→ **Task directions**
What lines in the records below contain the string "building"? Copy every one.

→ **Records supplied**
-- -- --

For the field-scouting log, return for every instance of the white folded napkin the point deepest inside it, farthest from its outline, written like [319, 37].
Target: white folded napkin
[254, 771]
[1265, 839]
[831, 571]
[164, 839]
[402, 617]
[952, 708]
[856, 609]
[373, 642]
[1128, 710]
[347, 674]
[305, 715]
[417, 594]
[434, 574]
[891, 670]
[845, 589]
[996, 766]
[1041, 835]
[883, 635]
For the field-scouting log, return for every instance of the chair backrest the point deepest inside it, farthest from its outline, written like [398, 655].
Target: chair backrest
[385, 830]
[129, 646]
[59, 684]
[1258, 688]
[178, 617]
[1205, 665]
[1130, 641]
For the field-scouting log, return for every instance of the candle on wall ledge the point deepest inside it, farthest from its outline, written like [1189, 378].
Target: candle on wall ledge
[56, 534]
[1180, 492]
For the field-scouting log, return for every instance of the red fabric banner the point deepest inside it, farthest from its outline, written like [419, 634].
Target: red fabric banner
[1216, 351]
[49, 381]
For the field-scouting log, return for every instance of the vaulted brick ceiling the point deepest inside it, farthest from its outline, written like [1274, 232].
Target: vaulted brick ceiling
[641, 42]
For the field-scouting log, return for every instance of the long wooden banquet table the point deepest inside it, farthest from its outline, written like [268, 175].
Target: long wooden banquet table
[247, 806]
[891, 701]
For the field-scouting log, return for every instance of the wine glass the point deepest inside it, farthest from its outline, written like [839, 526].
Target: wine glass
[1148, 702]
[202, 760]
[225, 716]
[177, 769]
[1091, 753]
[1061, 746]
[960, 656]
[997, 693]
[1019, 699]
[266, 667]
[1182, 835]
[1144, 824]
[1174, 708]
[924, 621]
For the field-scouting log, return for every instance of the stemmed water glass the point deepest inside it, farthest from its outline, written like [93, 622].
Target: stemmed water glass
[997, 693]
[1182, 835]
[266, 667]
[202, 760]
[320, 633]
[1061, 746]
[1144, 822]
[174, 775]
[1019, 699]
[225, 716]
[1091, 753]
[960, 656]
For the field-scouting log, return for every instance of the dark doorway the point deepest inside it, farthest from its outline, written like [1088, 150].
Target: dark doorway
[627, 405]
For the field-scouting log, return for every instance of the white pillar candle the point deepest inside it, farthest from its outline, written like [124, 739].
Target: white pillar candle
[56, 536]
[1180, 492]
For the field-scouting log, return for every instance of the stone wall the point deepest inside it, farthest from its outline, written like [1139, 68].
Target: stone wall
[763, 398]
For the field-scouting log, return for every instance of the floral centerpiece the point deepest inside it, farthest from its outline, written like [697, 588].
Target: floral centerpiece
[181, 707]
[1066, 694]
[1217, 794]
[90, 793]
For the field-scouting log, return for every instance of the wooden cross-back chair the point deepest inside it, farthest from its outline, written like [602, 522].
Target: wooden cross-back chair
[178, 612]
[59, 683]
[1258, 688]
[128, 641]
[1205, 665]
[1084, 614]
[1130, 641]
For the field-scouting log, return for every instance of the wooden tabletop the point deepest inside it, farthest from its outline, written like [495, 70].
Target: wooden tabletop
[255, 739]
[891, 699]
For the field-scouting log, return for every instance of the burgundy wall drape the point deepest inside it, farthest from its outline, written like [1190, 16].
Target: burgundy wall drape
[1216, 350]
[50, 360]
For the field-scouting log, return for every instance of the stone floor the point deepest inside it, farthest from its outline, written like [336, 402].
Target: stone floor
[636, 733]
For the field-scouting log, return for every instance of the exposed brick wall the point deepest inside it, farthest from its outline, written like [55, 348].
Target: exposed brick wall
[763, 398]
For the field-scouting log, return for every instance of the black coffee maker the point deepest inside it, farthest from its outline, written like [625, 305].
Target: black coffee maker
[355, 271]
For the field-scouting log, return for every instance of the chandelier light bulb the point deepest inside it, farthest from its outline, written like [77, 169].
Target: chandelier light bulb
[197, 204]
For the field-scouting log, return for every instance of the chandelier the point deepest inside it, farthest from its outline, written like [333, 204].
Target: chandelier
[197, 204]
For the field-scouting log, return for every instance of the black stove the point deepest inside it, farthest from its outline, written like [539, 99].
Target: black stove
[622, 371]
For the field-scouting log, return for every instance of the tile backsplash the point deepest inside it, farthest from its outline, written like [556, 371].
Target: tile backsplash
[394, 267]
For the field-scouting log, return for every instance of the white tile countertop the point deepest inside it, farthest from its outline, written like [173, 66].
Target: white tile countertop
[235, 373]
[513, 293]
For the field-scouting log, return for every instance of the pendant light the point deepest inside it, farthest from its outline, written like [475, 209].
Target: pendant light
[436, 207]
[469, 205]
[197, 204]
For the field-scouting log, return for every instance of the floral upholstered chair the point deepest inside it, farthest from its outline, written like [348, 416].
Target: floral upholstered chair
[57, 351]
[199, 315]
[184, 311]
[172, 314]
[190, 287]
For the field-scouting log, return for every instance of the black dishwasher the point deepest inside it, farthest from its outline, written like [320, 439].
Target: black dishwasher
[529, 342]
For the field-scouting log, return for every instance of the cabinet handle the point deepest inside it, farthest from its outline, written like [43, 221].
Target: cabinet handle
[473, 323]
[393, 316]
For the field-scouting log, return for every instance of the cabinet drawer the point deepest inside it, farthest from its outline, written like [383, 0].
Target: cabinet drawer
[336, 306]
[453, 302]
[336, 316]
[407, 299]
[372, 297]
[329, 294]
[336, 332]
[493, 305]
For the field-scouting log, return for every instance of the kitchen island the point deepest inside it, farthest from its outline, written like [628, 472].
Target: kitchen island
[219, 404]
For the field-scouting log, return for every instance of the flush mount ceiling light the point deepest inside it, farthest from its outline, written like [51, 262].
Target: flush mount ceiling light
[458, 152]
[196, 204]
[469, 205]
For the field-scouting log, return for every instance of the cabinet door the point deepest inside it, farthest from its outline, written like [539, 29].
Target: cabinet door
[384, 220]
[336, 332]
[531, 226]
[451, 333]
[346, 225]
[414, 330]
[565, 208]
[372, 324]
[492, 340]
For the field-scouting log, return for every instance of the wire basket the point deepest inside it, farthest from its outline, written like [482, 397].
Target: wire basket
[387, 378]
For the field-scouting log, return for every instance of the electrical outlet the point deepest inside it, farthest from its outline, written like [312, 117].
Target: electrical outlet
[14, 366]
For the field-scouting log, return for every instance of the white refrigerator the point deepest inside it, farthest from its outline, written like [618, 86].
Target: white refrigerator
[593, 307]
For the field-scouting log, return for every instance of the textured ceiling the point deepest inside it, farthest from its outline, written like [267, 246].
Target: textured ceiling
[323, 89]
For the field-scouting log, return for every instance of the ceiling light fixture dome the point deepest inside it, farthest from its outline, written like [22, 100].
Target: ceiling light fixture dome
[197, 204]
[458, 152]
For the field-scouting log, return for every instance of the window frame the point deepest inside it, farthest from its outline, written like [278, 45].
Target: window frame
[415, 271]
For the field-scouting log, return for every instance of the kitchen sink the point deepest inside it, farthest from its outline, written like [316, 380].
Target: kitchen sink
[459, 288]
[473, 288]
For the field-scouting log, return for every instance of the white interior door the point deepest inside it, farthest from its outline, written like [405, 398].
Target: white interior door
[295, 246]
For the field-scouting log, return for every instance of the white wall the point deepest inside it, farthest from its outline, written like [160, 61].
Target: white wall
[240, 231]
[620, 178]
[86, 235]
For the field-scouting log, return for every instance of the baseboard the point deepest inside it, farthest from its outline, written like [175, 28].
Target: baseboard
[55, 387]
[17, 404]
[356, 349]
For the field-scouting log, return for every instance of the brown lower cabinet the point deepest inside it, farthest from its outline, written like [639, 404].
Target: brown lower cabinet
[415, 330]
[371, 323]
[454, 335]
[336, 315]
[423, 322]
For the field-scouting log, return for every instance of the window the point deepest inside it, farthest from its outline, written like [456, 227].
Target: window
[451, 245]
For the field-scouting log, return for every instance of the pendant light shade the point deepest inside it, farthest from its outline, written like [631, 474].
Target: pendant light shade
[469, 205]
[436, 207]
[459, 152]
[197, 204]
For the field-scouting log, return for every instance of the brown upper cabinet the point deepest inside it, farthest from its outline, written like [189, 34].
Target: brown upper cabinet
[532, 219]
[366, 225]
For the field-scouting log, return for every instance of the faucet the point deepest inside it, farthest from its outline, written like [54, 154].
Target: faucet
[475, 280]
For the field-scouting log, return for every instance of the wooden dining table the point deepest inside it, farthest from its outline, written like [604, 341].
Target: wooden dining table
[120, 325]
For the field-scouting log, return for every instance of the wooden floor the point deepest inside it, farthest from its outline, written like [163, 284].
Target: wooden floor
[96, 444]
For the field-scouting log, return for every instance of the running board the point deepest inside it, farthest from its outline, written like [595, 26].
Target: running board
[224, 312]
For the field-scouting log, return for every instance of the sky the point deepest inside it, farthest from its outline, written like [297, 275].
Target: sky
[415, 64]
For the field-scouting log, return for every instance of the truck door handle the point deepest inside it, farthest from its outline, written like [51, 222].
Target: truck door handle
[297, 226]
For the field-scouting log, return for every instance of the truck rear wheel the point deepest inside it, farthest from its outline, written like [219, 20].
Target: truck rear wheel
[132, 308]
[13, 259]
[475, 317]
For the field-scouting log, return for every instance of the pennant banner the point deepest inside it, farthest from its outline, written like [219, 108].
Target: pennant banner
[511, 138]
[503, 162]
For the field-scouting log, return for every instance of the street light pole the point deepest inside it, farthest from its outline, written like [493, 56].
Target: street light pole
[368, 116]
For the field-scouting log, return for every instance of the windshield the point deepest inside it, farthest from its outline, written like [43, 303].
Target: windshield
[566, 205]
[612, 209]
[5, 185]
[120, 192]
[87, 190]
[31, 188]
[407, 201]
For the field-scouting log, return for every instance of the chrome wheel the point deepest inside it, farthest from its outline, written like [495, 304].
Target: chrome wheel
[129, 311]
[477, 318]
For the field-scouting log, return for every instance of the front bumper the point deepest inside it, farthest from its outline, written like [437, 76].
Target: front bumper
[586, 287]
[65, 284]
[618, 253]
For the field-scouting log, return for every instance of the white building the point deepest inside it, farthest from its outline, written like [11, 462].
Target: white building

-- -- --

→ **Solution to this exercise**
For the field-scouting log, return for every instance of the white building the point deepest inside it, farthest from its outline, written like [11, 462].
Target: white building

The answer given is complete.